↓↓↓

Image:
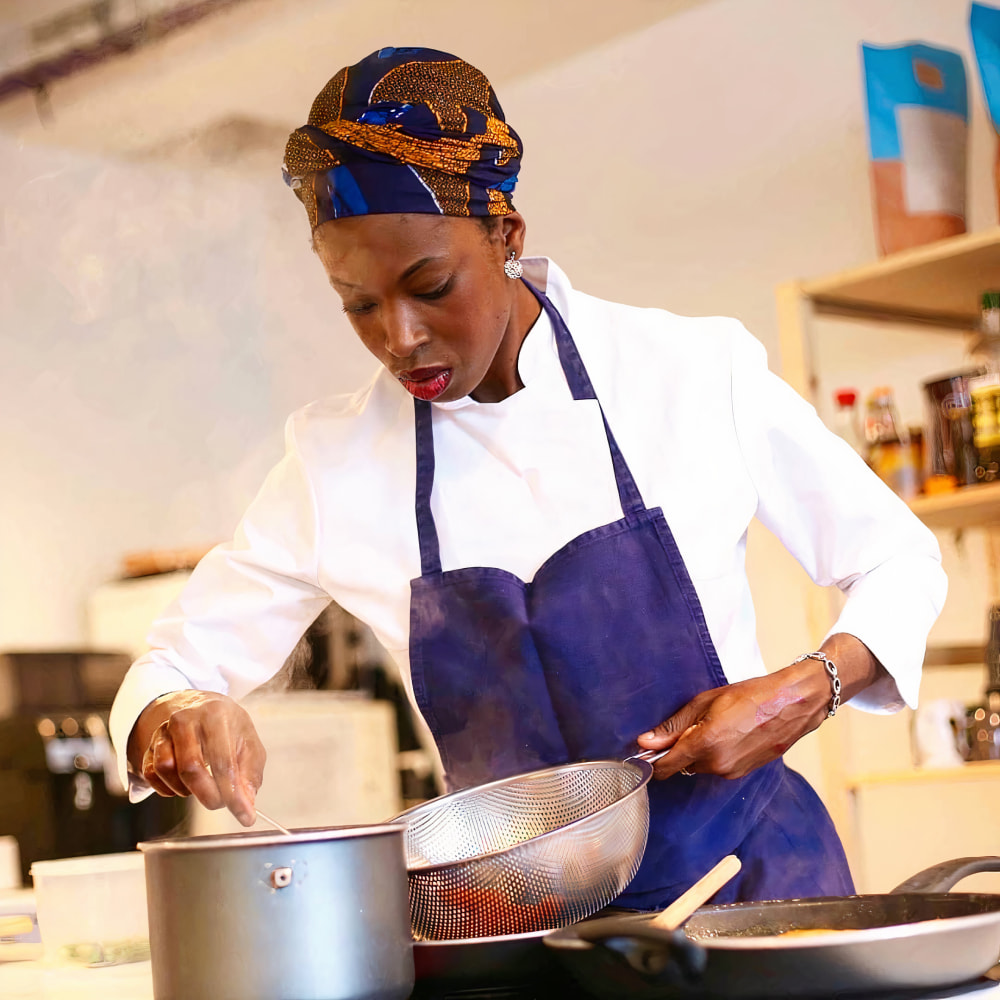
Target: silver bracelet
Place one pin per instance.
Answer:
(831, 669)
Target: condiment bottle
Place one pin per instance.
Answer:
(984, 391)
(983, 724)
(846, 422)
(890, 452)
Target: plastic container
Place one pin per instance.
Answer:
(92, 911)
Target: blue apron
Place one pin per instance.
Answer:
(608, 640)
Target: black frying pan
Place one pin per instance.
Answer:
(917, 937)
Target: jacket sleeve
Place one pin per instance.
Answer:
(247, 604)
(843, 525)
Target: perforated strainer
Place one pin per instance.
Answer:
(528, 853)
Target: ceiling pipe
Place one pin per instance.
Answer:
(38, 77)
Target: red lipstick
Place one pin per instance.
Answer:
(426, 383)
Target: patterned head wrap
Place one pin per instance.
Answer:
(404, 130)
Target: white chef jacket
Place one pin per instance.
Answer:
(710, 434)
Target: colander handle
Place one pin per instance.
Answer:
(649, 756)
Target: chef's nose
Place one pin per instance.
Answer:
(404, 332)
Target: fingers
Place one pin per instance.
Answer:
(159, 766)
(687, 754)
(233, 760)
(667, 733)
(210, 749)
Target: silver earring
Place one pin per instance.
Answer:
(512, 267)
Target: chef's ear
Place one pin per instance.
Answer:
(513, 229)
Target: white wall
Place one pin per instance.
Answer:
(159, 323)
(157, 327)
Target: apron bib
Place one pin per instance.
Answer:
(607, 641)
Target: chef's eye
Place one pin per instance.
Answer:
(436, 293)
(359, 308)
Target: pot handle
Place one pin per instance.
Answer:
(940, 878)
(658, 957)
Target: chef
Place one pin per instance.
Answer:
(540, 506)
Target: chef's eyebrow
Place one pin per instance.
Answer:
(413, 268)
(408, 273)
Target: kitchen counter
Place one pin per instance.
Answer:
(33, 981)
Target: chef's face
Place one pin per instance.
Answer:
(428, 297)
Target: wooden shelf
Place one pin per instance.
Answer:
(940, 284)
(986, 770)
(966, 507)
(955, 656)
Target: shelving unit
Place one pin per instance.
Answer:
(939, 285)
(967, 507)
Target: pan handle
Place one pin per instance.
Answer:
(942, 877)
(649, 756)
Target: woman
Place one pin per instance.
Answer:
(504, 527)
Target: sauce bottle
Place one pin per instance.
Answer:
(889, 449)
(984, 391)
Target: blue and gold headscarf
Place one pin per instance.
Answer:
(404, 130)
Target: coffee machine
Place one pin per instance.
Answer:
(60, 795)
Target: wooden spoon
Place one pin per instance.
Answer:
(677, 913)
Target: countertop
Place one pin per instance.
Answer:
(33, 981)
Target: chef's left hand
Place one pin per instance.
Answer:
(732, 730)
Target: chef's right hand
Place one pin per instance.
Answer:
(203, 744)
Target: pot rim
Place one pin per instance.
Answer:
(249, 839)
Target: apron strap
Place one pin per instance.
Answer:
(582, 388)
(430, 548)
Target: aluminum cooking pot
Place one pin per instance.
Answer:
(316, 915)
(917, 937)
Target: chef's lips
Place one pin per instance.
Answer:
(426, 383)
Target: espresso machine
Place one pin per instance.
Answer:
(60, 795)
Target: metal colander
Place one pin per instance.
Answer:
(528, 853)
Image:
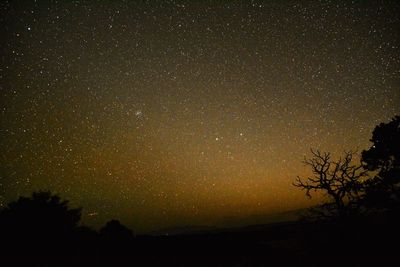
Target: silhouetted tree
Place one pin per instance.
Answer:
(383, 158)
(40, 227)
(341, 181)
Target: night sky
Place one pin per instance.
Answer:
(167, 113)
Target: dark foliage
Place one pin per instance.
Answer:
(383, 158)
(341, 181)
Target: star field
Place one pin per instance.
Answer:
(165, 113)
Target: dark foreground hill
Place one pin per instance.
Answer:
(367, 241)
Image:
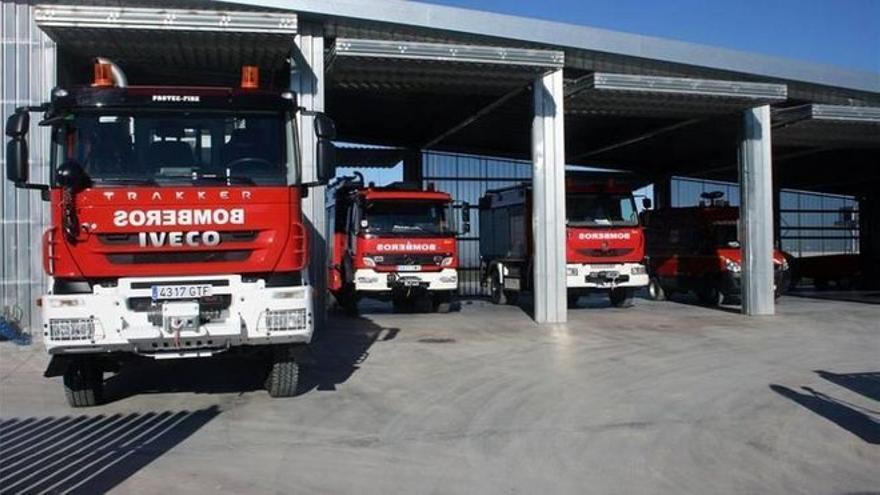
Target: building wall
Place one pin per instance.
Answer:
(27, 69)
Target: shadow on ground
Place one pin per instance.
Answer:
(863, 424)
(866, 384)
(88, 454)
(338, 351)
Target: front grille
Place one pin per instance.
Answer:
(408, 259)
(164, 257)
(132, 239)
(606, 253)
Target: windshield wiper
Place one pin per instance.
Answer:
(123, 180)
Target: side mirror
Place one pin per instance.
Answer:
(325, 130)
(71, 175)
(17, 166)
(465, 217)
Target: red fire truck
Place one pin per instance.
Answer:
(697, 249)
(396, 242)
(604, 242)
(176, 228)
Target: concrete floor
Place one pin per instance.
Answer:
(660, 398)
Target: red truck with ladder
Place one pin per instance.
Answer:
(604, 242)
(176, 225)
(396, 242)
(696, 249)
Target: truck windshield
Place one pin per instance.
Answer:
(174, 148)
(406, 218)
(726, 234)
(595, 209)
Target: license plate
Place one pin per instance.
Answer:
(180, 291)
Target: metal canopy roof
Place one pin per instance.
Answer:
(418, 66)
(656, 96)
(158, 42)
(827, 126)
(579, 40)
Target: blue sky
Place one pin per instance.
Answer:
(845, 33)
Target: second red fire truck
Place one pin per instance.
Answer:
(604, 242)
(396, 242)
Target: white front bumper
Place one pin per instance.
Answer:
(117, 327)
(597, 276)
(372, 281)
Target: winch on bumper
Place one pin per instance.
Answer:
(373, 281)
(605, 276)
(157, 315)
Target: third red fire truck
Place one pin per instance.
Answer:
(697, 249)
(396, 242)
(604, 242)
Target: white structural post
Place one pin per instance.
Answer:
(307, 82)
(756, 213)
(548, 199)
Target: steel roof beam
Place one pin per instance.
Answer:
(443, 52)
(164, 19)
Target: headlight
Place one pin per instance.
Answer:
(732, 266)
(285, 320)
(72, 329)
(66, 303)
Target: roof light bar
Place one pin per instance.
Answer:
(164, 19)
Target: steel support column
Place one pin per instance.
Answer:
(307, 81)
(756, 213)
(548, 201)
(869, 239)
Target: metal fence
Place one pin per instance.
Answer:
(467, 178)
(27, 65)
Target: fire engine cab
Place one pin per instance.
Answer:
(696, 249)
(396, 242)
(604, 242)
(176, 225)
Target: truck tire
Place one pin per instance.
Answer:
(655, 290)
(496, 291)
(621, 297)
(83, 384)
(283, 377)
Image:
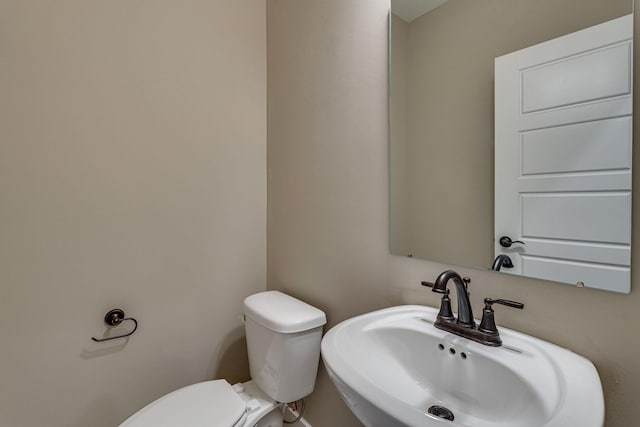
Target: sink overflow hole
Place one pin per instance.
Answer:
(441, 412)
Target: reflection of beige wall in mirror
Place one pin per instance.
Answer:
(442, 116)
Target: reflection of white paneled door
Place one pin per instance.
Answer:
(563, 157)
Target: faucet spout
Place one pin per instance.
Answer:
(465, 314)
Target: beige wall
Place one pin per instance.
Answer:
(449, 144)
(132, 175)
(328, 205)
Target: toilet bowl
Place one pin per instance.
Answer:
(283, 344)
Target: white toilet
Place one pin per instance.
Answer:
(283, 343)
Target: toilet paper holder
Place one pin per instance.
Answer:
(114, 318)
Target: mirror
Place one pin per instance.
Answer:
(442, 122)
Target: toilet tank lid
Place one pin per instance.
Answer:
(283, 313)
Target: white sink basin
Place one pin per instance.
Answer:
(392, 365)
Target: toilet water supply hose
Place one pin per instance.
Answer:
(296, 409)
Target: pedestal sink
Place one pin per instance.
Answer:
(394, 368)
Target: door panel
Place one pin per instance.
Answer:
(563, 144)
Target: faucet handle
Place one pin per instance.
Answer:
(488, 323)
(515, 304)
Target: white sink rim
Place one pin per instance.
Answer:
(580, 400)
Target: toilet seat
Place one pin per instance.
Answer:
(205, 404)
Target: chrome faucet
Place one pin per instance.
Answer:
(465, 326)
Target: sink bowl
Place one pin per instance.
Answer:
(394, 368)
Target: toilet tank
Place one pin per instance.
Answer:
(283, 343)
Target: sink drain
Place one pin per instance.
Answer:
(441, 412)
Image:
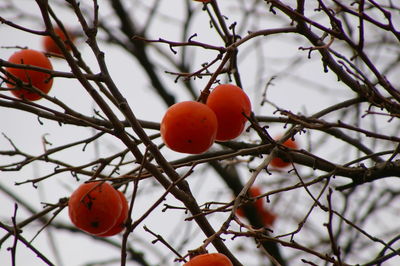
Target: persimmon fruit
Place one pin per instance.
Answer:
(50, 46)
(189, 127)
(211, 259)
(231, 105)
(40, 80)
(95, 207)
(279, 162)
(120, 223)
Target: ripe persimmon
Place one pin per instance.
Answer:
(231, 105)
(95, 207)
(280, 163)
(120, 223)
(189, 127)
(49, 44)
(211, 259)
(40, 80)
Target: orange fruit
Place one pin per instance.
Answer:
(231, 106)
(120, 223)
(189, 127)
(40, 80)
(212, 259)
(95, 207)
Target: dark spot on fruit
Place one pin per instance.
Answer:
(95, 224)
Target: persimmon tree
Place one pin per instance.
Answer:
(323, 73)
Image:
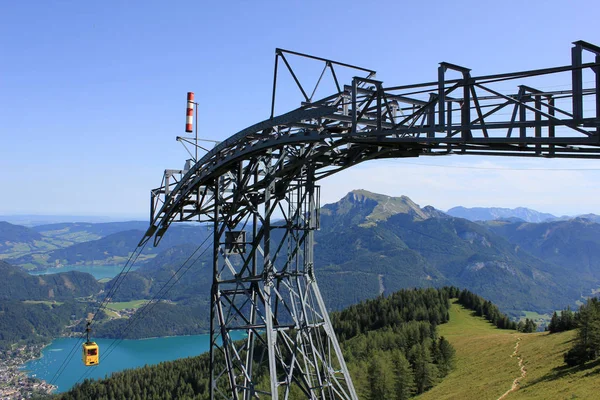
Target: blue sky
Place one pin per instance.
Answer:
(92, 94)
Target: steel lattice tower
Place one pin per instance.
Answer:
(258, 189)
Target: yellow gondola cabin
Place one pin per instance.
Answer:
(90, 354)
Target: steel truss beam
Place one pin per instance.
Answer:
(258, 189)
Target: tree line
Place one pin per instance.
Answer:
(587, 342)
(390, 344)
(488, 310)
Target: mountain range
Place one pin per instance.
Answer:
(368, 245)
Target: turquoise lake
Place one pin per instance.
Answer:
(128, 354)
(98, 271)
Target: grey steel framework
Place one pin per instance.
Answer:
(258, 189)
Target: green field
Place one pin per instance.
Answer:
(119, 306)
(486, 370)
(50, 303)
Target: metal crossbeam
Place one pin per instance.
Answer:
(258, 189)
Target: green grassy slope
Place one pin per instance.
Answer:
(486, 370)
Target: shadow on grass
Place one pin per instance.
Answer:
(564, 370)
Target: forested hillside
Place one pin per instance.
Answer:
(390, 343)
(36, 322)
(36, 309)
(19, 285)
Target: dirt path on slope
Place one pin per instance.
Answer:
(516, 382)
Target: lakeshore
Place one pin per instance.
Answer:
(15, 383)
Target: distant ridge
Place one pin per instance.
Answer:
(493, 213)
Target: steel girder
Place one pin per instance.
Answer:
(258, 190)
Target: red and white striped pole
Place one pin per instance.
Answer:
(189, 119)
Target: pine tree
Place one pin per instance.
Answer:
(404, 386)
(554, 325)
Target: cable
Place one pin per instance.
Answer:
(109, 294)
(150, 304)
(502, 169)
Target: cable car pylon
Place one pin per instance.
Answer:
(258, 189)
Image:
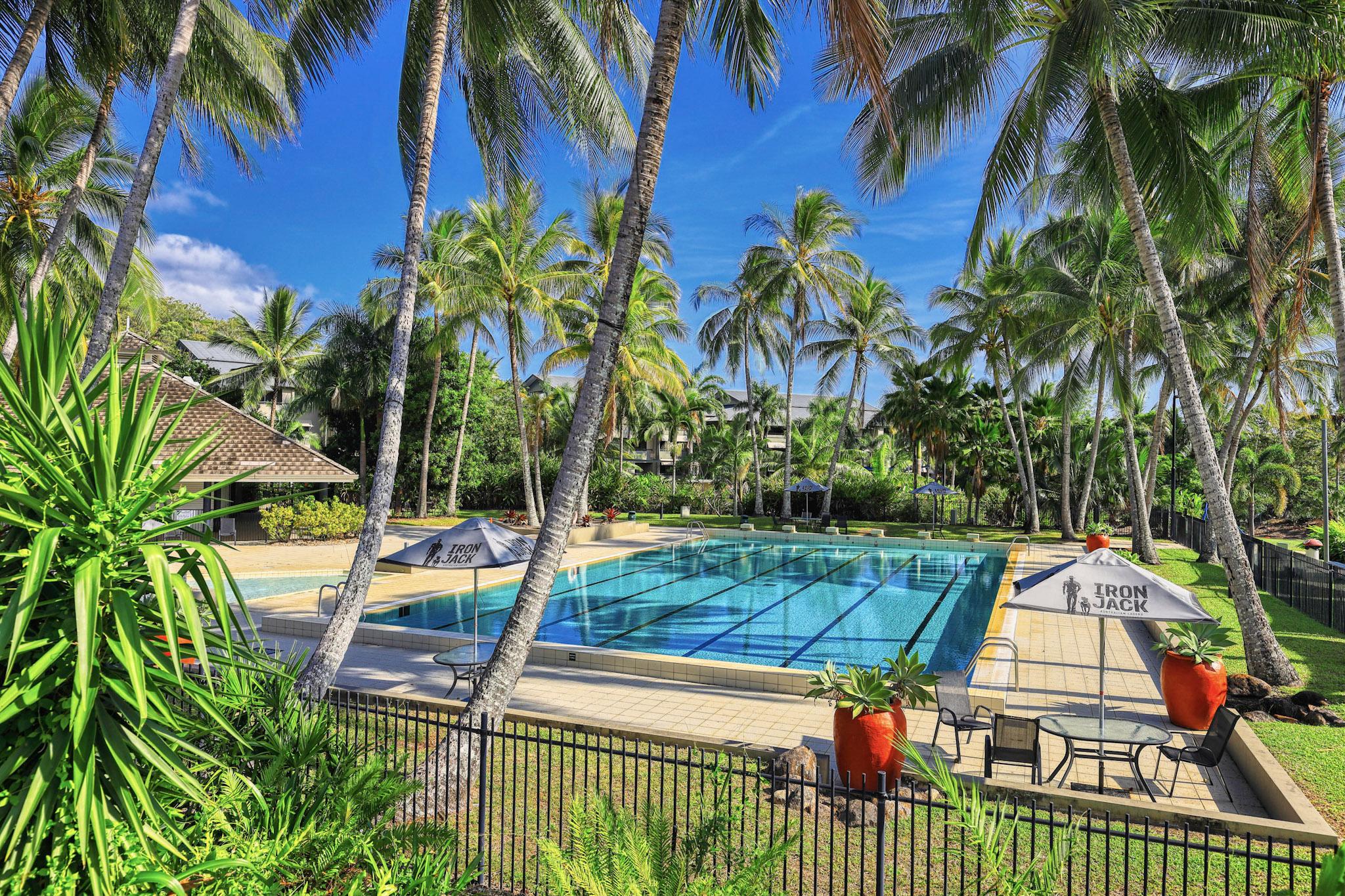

↑↑↑

### To do
State how many lines of the listing above hold the word "beige", with nothing but the number.

### Problem solution
2